* _Liste der Aufgaben_
**A)** Wiederhole aus dem Textausschnitt über die Haßberg-Kliniken wörtlich die Passage zwischen „Noch vor Beginn“ und „Geld kosten würde.“, beide Stellen eingeschlossen.
**B)** Schreibe den Textausschnitt über die Haßberg-Kliniken im Anschluss an seinen letzten Satz weiter.

* _Textausschnitt_
◇ ◇ ◇ ◇ ◇

Noch vor Beginn der Kreisausschuss-Sitzung am Montag hatte die Redaktion Gelegenheit, Landrat Schneider die Frage zu stellen, wie es denn nun bei der Suche nach dem Mann oder der Frau an der Spitze der Haßberg-Kliniken weitergehen soll.
Die Chefstelle wird neu ausgeschrieben
Die Antwort: Der Landkreis beziehungsweise das Kommunalunternehmen werden die Stelle nun neu ausschreiben. Dazu wollen sich die Verantwortlichen in Kürze intern beraten. Bislang hatten die Haßberg-Kliniken in Fachzeitschriften und auf einschlägigen Online-Plattformen versucht, potenzielle Kandidatinnen und Kandidaten auf sich aufmerksam zu machen. Jetzt wird man sich überlegen, ob man auch noch andere Wege einschlägt und zum Beispiel Headhunter einsetzt, was aber viel Geld kosten würde.
"Die Spitzenposition in einem kleinen Haus zu besetzen ist grundsätzlich schwieriger", weiß Schneider, und auch, dass das nicht nur daran liegt, dass die großen Konzerne höhere Gehälter zahlen. Es liege auch an den großen Herausforderungen, vor denen die kleinen Kliniken stünden, die unbestritten nicht die Gewinner der Gesundheitspolitik der vergangenen Jahre sind. Die bisherigen Bewerber hätten sich übrigens allesamt beeindruckt gezeigt von den vollzogenen und geplanten Strukturreformen der Haßberg-Kliniken, etwa der Zentralisierung der Chirurgie.

◇ ◇ ◇ ◇ ◇

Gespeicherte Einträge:
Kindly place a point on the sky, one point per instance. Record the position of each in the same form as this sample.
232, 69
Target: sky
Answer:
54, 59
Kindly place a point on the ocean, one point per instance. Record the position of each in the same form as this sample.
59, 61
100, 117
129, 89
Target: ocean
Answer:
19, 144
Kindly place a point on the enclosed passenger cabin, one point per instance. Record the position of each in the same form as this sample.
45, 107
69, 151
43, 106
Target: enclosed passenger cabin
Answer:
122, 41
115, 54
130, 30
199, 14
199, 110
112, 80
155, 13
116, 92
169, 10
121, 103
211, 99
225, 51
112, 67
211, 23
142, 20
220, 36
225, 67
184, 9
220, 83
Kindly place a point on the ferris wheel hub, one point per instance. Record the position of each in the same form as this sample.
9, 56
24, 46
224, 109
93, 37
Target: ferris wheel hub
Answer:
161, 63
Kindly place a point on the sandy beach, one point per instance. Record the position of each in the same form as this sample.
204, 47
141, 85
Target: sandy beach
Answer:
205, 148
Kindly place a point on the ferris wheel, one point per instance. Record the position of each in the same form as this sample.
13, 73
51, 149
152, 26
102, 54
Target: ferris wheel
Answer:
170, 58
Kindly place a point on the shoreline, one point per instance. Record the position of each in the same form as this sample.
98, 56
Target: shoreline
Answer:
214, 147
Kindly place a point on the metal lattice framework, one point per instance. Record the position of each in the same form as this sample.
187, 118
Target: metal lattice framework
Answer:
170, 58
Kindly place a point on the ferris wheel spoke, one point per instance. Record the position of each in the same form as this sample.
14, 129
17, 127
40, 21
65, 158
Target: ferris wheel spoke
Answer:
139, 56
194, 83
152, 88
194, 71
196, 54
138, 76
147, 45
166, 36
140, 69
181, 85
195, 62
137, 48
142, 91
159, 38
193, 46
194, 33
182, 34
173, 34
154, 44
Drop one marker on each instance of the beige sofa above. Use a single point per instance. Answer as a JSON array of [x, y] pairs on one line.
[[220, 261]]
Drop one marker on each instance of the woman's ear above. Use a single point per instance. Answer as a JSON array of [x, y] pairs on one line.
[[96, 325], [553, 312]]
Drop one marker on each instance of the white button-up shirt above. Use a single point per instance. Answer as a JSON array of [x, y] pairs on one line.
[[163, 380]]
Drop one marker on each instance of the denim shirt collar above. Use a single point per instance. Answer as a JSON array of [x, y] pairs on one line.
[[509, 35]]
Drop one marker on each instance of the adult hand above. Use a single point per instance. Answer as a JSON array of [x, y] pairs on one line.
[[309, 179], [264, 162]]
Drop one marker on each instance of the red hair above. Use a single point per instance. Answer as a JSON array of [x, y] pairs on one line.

◇ ◇ ◇ ◇ ◇

* _Antworten nach Nummer_
**A)**
Noch vor Beginn der Kreisausschuss-Sitzung am Montag hatte die Redaktion Gelegenheit, Landrat Schneider die Frage zu stellen, wie es denn nun bei der Suche nach dem Mann oder der Frau an der Spitze der Haßberg-Kliniken weitergehen soll.
Die Chefstelle wird neu ausgeschrieben
Die Antwort: Der Landkreis beziehungsweise das Kommunalunternehmen werden die Stelle nun neu ausschreiben. Dazu wollen sich die Verantwortlichen in Kürze intern beraten. Bislang hatten die Haßberg-Kliniken in Fachzeitschriften und auf einschlägigen Online-Plattformen versucht, potenzielle Kandidatinnen und Kandidaten auf sich aufmerksam zu machen. Jetzt wird man sich überlegen, ob man auch noch andere Wege einschlägt und zum Beispiel Headhunter einsetzt, was aber viel Geld kosten würde.

**B)**
Die Führungsaufgabe an Externe zu vergeben, sprich an darauf spezialisierte Büros, und wenn auch nur vorübergehend, das will der Vorstandsvorsitzende nicht grundsätzlich ausschließen. Hetzen lassen mit der Nachfolge von Büchner wollen sich die Haßberg-Kliniken nicht - ohnehin schätzt Schneider, dass mindestens ein Dreivierteljahr vergehen wird, bis der neue Klinikchef oder die neue Klinikchefin ihr Amt antreten. Es braucht schon etwas Glück, dass dies noch in diesem Jahr geschieht, denn auch wer am liebsten sofort kommen würde, habe ja in der Regel Kündigungsfristen einzuhalten.
Der öffentliche Auftrag der Haßberg-Kliniken wird größer
Im öffentlichen Teil des Kreisausschusses am Montag ging es dann tatsächlich ausschließlich um die Haßberg-Kliniken. Zunächst befürwortete das Gremium einstimmig eine Veränderung der Unternehmenssatzung und des Öffentlichen Auftrags (Betrauungsakt). Hier sticht vor allem heraus, dass es das Kommunalunternehmen fortan nicht nur als seine Aufgabe sieht, die Notfall- und Krankenhausversorgung der Landkreisbevölkerung zu sichern.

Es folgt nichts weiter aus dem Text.